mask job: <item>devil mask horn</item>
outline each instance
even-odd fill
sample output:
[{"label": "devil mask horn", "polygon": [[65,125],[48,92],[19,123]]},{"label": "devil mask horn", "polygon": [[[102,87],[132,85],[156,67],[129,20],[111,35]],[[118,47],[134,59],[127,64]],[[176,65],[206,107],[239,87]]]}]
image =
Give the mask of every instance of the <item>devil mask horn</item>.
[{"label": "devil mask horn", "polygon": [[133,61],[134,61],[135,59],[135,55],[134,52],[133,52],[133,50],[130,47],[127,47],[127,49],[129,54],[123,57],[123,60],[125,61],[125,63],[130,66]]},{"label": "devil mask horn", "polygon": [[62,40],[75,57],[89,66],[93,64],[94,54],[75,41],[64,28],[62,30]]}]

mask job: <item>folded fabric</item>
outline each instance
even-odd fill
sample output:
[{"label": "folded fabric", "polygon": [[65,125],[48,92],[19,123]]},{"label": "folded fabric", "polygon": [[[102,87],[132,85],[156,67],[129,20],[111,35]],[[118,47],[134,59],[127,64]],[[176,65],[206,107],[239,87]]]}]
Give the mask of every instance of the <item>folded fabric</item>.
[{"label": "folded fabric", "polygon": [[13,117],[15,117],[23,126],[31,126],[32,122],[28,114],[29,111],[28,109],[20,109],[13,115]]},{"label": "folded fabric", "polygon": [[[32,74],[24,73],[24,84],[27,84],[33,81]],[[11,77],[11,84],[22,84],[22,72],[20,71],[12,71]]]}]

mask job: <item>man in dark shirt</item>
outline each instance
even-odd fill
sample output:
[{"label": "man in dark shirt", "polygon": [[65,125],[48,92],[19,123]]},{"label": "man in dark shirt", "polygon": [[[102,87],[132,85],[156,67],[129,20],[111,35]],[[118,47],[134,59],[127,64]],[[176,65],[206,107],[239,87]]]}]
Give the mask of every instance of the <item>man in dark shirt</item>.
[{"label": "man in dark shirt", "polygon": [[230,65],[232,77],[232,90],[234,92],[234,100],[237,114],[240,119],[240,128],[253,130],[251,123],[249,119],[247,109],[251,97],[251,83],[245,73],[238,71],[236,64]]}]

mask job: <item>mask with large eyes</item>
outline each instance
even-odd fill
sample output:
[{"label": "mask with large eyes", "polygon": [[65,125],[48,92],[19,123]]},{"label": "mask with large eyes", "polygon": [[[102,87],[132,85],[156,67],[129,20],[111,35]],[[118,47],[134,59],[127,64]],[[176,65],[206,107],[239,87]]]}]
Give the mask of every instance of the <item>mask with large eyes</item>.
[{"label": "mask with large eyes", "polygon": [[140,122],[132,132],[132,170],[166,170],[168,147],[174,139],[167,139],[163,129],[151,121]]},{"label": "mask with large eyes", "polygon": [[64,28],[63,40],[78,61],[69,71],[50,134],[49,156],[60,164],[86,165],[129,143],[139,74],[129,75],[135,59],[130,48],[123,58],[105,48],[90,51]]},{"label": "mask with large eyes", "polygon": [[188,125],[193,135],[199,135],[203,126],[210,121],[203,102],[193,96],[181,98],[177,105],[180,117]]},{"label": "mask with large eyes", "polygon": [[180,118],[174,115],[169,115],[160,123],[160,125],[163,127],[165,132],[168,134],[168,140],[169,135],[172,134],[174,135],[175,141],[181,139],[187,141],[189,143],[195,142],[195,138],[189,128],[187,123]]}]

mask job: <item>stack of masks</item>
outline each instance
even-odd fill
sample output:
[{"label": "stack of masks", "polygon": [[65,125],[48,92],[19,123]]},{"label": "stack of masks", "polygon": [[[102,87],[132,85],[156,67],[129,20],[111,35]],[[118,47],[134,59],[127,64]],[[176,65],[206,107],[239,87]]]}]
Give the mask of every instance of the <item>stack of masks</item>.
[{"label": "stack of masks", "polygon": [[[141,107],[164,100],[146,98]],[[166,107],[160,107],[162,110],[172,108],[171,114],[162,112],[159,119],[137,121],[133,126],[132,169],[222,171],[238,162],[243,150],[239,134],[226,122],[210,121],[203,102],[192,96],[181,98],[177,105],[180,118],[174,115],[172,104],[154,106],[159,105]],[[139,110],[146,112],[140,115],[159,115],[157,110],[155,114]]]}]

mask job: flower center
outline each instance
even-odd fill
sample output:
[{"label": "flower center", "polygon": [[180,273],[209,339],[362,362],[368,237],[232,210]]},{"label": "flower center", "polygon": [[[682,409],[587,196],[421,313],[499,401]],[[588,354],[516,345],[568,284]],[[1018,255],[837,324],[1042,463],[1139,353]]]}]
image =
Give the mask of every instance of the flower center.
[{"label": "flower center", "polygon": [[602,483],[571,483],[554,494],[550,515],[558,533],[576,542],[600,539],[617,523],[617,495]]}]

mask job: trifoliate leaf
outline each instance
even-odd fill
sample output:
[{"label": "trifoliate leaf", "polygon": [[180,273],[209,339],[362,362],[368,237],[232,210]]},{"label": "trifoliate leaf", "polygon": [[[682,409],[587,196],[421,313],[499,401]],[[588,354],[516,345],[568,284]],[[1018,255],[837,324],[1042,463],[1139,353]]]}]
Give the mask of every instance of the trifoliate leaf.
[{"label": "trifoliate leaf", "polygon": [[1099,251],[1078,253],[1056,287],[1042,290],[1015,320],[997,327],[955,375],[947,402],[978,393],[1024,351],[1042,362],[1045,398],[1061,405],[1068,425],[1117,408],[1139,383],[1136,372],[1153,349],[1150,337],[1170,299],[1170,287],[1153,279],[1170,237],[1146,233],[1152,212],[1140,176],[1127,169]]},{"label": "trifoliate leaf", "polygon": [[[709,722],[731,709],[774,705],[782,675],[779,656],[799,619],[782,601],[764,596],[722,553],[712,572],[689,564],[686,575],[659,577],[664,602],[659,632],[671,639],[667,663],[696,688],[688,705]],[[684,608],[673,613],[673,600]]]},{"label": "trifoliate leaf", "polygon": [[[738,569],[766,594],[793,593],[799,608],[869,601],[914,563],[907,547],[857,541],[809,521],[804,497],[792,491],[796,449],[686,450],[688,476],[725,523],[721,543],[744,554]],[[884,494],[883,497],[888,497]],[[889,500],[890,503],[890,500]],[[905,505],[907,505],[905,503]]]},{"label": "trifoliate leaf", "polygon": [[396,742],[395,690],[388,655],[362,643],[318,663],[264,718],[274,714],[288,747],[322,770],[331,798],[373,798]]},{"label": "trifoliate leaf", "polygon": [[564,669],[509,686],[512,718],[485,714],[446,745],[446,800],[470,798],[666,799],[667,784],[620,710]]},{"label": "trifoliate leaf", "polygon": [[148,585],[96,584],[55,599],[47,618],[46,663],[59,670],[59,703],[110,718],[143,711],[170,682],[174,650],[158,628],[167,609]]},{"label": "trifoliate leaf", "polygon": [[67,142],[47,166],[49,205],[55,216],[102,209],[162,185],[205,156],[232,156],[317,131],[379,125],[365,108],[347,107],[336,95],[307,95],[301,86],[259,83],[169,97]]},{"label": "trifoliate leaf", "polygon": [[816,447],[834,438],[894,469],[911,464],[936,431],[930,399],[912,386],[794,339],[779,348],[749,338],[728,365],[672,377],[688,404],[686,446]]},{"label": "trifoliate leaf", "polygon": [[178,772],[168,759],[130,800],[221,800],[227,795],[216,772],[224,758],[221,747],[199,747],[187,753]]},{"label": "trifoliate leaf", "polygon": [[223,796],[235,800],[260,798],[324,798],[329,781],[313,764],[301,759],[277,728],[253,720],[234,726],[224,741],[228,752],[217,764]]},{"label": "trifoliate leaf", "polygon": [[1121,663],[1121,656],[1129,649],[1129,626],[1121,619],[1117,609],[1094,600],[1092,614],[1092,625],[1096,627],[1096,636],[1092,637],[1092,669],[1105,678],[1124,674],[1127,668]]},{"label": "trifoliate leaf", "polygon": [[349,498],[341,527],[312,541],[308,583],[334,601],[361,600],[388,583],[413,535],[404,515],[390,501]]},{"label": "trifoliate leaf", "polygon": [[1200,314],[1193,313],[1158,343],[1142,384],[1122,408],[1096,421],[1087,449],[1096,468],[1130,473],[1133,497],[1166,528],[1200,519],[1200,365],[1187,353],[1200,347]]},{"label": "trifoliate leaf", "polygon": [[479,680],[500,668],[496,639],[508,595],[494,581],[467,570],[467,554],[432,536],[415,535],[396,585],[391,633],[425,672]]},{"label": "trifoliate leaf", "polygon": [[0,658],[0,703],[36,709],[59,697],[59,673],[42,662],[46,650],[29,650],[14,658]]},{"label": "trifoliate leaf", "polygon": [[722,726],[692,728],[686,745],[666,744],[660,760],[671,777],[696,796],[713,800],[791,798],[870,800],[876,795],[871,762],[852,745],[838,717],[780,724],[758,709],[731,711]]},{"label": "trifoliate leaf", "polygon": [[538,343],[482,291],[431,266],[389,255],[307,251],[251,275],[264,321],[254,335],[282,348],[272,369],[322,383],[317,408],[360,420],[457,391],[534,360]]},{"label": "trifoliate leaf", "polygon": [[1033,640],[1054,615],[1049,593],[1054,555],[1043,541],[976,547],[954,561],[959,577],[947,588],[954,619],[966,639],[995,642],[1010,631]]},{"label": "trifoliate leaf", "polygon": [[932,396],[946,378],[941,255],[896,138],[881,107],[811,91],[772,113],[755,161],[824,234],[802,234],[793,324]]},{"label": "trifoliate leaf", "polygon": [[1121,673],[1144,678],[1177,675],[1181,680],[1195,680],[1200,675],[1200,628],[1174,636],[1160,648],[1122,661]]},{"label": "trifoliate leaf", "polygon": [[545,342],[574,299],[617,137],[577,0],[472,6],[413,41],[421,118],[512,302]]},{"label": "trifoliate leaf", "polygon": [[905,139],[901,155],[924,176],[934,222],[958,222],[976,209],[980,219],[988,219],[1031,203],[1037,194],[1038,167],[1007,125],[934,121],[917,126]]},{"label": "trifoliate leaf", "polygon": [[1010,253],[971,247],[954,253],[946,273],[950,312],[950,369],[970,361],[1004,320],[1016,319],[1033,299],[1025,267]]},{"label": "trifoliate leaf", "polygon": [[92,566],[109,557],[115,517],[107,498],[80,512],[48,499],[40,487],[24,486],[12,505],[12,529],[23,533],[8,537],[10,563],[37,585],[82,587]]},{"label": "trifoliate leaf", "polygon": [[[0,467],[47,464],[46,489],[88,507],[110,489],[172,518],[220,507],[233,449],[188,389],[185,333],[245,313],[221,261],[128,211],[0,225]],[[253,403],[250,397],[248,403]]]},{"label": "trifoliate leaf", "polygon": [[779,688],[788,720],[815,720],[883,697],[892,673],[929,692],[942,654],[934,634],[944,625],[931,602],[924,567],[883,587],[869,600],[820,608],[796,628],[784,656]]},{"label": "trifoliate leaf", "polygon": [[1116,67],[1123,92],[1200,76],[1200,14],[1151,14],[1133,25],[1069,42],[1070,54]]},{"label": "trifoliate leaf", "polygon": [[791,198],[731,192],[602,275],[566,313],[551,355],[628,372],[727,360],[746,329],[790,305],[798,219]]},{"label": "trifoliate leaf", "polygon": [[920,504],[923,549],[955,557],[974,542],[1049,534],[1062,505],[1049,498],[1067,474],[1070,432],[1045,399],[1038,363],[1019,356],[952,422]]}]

• STATED PROBLEM: Extract every line above that contains the word "devil", and copy each of them out in full.

• CORRECT ANSWER:
mask job: <item>devil mask horn</item>
[{"label": "devil mask horn", "polygon": [[65,125],[48,92],[19,123]]},{"label": "devil mask horn", "polygon": [[[102,87],[132,85],[156,67],[129,20],[111,35]],[[118,47],[134,59],[127,64]],[[176,65],[206,107],[239,87]]]}]
Give the mask of every instance of the <item>devil mask horn</item>.
[{"label": "devil mask horn", "polygon": [[133,61],[134,61],[135,59],[135,55],[134,52],[133,52],[133,50],[130,47],[127,47],[127,49],[129,54],[123,57],[123,60],[125,61],[125,63],[130,66]]},{"label": "devil mask horn", "polygon": [[62,40],[75,57],[89,66],[93,64],[94,54],[75,41],[64,28],[62,30]]}]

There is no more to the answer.